Problem description - Gather each line from the rows below that contains the word "with".

Dataset entries -
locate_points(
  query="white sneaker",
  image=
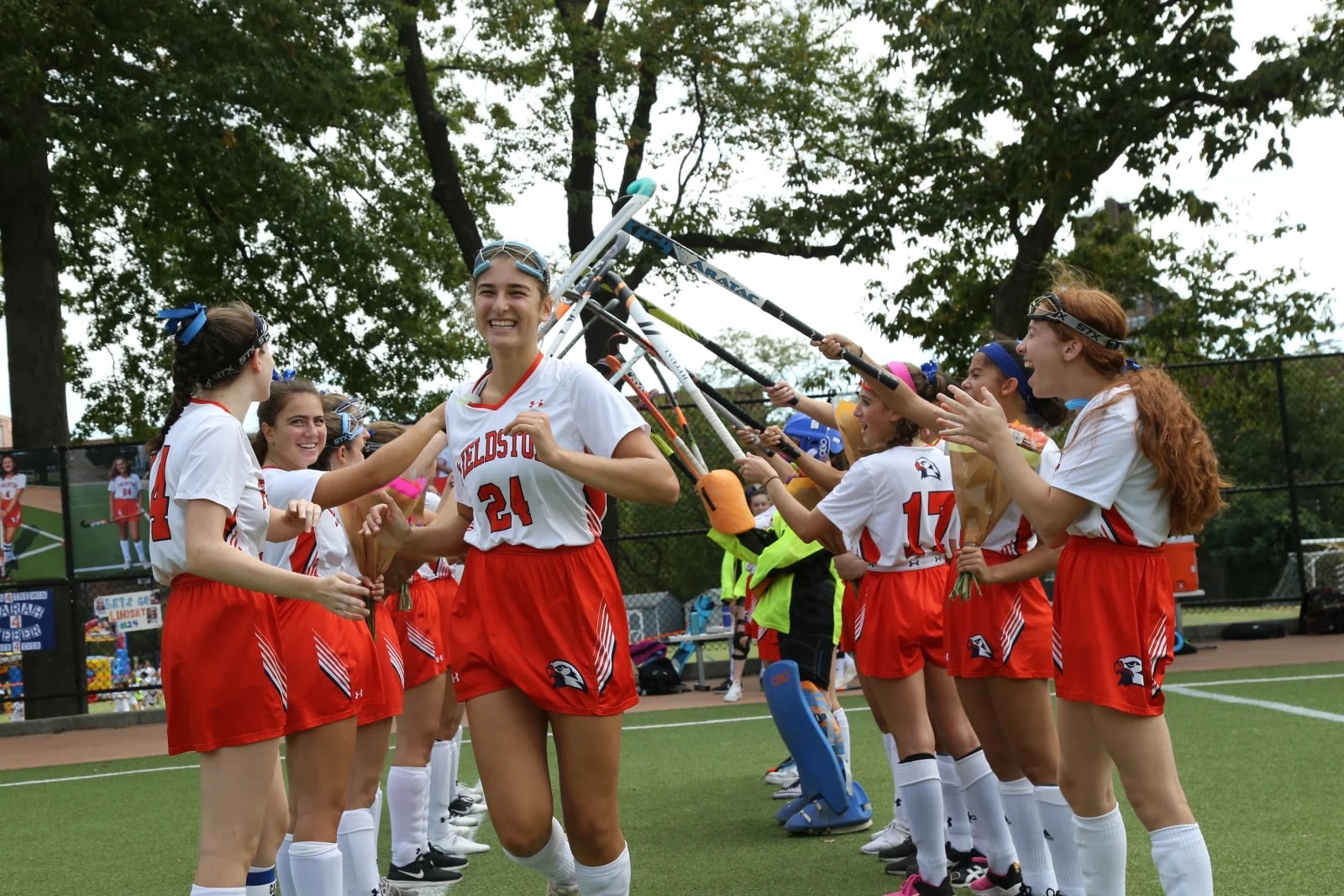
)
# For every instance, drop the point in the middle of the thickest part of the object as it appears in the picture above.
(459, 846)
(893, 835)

---

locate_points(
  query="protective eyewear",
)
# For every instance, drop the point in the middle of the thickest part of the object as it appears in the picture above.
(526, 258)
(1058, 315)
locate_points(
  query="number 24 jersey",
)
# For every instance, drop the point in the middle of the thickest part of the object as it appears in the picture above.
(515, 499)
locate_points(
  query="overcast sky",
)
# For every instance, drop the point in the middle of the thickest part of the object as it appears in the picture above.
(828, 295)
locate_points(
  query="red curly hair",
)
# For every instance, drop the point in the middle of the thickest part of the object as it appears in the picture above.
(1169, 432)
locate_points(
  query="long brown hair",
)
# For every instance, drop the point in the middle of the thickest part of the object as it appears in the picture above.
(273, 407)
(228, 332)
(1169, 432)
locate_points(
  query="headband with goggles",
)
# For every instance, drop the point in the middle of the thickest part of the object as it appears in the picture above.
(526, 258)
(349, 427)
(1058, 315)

...

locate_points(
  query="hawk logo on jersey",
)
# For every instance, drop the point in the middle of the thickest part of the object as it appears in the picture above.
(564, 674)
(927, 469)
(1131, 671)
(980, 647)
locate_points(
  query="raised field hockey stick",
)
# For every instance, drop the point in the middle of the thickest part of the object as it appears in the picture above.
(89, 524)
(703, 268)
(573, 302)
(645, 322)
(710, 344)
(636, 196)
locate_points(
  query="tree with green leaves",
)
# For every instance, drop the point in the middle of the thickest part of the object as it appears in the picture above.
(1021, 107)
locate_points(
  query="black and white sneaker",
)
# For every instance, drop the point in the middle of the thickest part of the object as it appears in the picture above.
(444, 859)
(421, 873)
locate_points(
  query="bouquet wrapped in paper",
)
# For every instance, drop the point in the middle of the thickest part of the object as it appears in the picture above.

Solution to this task -
  query="headband with goggles",
  query="tree with green leaves",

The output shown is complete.